───── FRAGMENTO PARA LEER ─────

La película se remonta a los años 20 en Berlín, donde reconstruye en un bellísimo blanco y negro el juicio a un activista, absuelto de ejecutar a un político turco relacionado directamente con el genocidio, y después a los 80, en París, Marsella y Beirut, para reencontrar a un nuevo grupo armado y a una de las víctimas accidentales de un atentado, empeñado en conocer a los culpables de su desgracia y en comprender sus razones.
El genocidio armenio sigue siendo una asignatura pendiente para la historia, la justicia y también para el cine. Robert Guédiguian, de ascendencia armenia él mismo, hace un planteamiento muy ambicioso para hablar sobre ello en dos tiempos y en varios planos de comprensión, poniendo en perspectiva las reapariciones periódicas de movimientos reivindicativos que han puesto en práctica la lucha armada y reflexionando sobre su legitimidad y sobre las víctimas inocentes ocasionales.
Inspirada su ficción en hechos reales y sobre todo, libremente, en el libro autobiográfico del periodista español José Antonio Gurriarán, que fue víctima de un atentado del Ejército Secreto Armenio de Liberación en Madrid a principios de los años 80. Durante su rehabilitación, se documentó profundamente en todo lo relacionado con el Holocasuto Armenio y posteriormente se desplazó a Beirut para conocer a los responsables del crimen.
Los hechos fueron narrados en el libro La bomba, un no rotundo a la destrucción y la muerte y un viva la vida, escrito por el propio Gurriarán.

───── SECCIÓN DE DATOS ─────

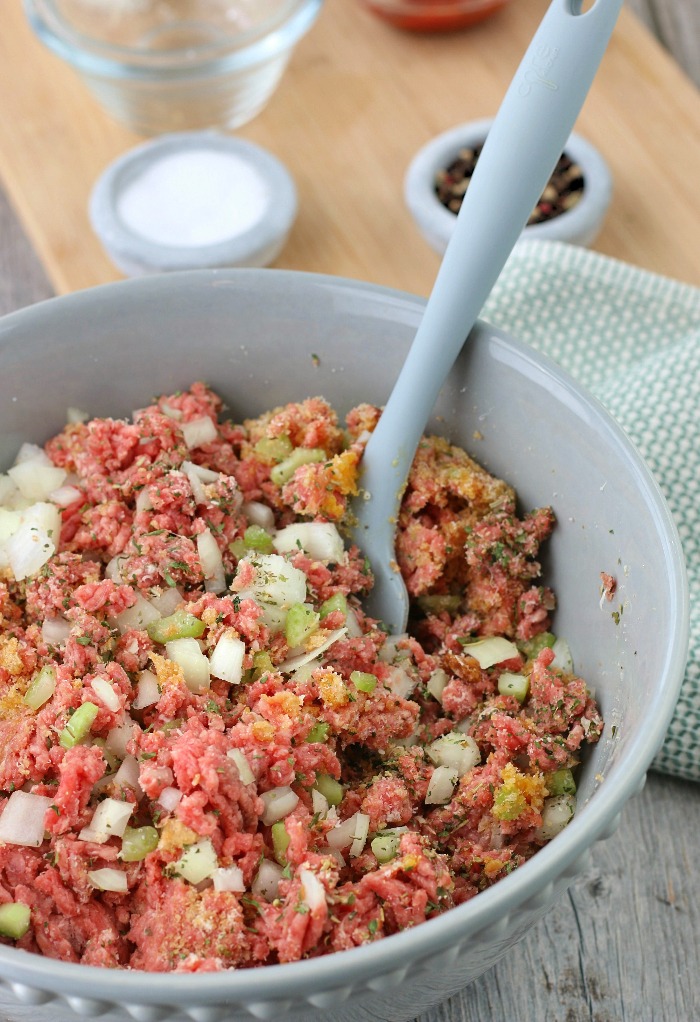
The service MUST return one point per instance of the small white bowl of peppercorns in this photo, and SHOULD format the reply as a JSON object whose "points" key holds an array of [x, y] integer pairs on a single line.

─────

- [INSTRUCCIÓN ESCRITA]
Copia palabra por palabra el texto sobre la película del genocidio armenio, empezando por "Inspirada su ficción" y siguiendo hasta "el propio Gurriarán.". Los datos vienen de otra fuente.

- [RESPUESTA COMPLETA]
Inspirada su ficción en hechos reales y sobre todo, libremente, en el libro autobiográfico del periodista español José Antonio Gurriarán, que fue víctima de un atentado del Ejército Secreto Armenio de Liberación en Madrid a principios de los años 80. Durante su rehabilitación, se documentó profundamente en todo lo relacionado con el Holocasuto Armenio y posteriormente se desplazó a Beirut para conocer a los responsables del crimen.
Los hechos fueron narrados en el libro La bomba, un no rotundo a la destrucción y la muerte y un viva la vida, escrito por el propio Gurriarán.